Text.

_ _ _

Zack Rusin: Video and other APIs

Monday, February 09, 2009

Video and other APIs

I read today a short article about video acceleration in X. First of all I was already unhappy because I had to read. Personally I think all the news sites should come in a comic form. With as few captions as possible. Just like Perl I'm a write-only entity. Then I read that Gallium isn't an option when it comes to video acceleration because it exposes programmable pipeline and I got dizzy.

So I got off the carousel and I thought to myself: "Well, that's wrong", and apparently no one else got that. Clearly the whole "we're connected" thing is a lie because it doesn't matter how vividly I think about stuff, others still don't see what's in my head (although to the person who sent me cheese when I was in Norway - that was extremely well done). So cumbersome as it might be I'm doing the whole "writing my thoughts down" thing. Look at me! I'm writing! No hands! sdsdfewwwfr vnjbnhm nhn. Hands back on.

I think the confusion stems from the fact that the main interface in Gallium is the context interface, which does in fact model the programmable pipeline. Because of the incredibly flexible nature of the programmable pipeline a huge set of APIs is covered just by reusing the context interface. But in modern GPUs there are still some fixed function parts that are not easily addressable by the programmable pipeline interface. Video is a great example of that. To a lesser degree so is basic 2D acceleration (lesser because some of the modern GPUs don't have 2D engines at all anymore).

_ _ _

Data rows.
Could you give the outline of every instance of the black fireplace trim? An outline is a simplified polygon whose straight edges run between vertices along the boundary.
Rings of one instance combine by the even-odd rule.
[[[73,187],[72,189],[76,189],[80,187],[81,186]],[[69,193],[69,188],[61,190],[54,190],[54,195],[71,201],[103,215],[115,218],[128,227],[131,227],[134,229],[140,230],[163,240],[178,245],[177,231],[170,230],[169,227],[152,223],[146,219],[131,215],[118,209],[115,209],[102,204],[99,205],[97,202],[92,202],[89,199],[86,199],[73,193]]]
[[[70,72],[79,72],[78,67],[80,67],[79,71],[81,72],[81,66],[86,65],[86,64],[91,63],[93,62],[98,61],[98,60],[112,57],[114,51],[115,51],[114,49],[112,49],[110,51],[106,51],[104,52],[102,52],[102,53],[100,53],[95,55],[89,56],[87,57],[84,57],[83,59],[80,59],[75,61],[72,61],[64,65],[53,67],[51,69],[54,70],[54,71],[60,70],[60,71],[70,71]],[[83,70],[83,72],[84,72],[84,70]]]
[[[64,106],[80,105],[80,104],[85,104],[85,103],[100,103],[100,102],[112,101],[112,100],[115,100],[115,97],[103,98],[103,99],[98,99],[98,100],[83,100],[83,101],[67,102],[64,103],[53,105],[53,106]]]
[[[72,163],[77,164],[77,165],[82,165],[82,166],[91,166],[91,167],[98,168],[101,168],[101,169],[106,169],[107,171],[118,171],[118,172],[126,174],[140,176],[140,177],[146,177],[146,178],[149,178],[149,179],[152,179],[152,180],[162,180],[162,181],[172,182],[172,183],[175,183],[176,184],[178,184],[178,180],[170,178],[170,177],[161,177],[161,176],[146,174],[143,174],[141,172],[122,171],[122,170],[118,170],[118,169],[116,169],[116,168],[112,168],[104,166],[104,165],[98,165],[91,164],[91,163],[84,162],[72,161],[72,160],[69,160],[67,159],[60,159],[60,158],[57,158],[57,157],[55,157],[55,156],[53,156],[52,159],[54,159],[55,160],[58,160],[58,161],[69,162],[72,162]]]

_ _ _

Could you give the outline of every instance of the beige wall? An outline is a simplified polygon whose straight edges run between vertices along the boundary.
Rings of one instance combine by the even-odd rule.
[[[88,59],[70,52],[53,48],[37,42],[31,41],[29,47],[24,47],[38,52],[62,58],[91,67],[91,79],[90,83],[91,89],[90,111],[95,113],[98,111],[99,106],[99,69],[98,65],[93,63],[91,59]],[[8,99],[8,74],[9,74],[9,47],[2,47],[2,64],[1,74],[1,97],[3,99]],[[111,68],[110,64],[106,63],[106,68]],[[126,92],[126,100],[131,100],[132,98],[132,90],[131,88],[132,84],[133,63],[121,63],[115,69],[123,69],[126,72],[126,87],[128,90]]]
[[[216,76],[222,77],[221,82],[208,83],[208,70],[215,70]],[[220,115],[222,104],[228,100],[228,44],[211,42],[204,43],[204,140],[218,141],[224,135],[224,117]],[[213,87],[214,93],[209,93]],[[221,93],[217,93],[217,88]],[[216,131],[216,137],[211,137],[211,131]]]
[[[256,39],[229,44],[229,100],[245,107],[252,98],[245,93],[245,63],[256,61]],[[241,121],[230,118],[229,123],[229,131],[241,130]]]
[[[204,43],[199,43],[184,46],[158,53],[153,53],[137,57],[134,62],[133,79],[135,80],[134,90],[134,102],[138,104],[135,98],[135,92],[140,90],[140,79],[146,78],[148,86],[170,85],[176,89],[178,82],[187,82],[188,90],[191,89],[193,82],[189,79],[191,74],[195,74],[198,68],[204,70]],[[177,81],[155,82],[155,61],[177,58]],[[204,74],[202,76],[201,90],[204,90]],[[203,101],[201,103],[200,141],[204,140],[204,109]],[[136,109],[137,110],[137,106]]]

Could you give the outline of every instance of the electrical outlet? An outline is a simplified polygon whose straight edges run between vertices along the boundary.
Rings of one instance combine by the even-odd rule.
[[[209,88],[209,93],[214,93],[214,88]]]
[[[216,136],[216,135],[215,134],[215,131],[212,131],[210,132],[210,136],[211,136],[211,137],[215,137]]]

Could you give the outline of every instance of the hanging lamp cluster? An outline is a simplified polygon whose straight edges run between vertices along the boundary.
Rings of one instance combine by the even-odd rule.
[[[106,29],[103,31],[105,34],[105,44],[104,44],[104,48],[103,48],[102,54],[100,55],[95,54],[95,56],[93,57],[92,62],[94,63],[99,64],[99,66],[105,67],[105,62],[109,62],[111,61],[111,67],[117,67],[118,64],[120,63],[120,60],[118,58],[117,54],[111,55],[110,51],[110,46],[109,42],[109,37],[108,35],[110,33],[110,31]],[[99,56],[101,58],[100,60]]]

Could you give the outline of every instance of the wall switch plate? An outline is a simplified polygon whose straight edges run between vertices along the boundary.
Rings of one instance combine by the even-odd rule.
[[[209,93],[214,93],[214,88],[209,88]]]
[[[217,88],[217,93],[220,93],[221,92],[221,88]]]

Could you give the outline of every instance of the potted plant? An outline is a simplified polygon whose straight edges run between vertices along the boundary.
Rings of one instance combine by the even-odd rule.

_ _ _

Problems to work on.
1. Decide whether each statement agrees with the post on video acceleration in X. Answer yes or no, and quote the deciding words of the post. (a) The post says the main interface in Gallium is the context interface, which models the programmable pipeline. (b) The post says every modern GPU still has a 2D engine. (c) The post says someone sent the author cheese while the author was in Norway.
2. In the records, write out the lines between the one holding "Could you give the outline of every instance of the wall" and the one holding "[[[217,88],[217,93],[220,93],[221,92],[221,88]]]", inclusive, and nothing else.

Completed exercise.
1.
(a) Yes: "the main interface in Gallium is the context interface, which does in fact model the programmable pipeline"
(b) No: "some of the modern GPUs don't have 2D engines at all anymore"
(c) Yes: "the person who sent me cheese when I was in Norway"

2.
Could you give the outline of every instance of the wall switch plate? An outline is a simplified polygon whose straight edges run between vertices along the boundary.
Rings of one instance combine by the even-odd rule.
[[[209,93],[214,93],[214,88],[209,88]]]
[[[217,88],[217,93],[220,93],[221,92],[221,88]]]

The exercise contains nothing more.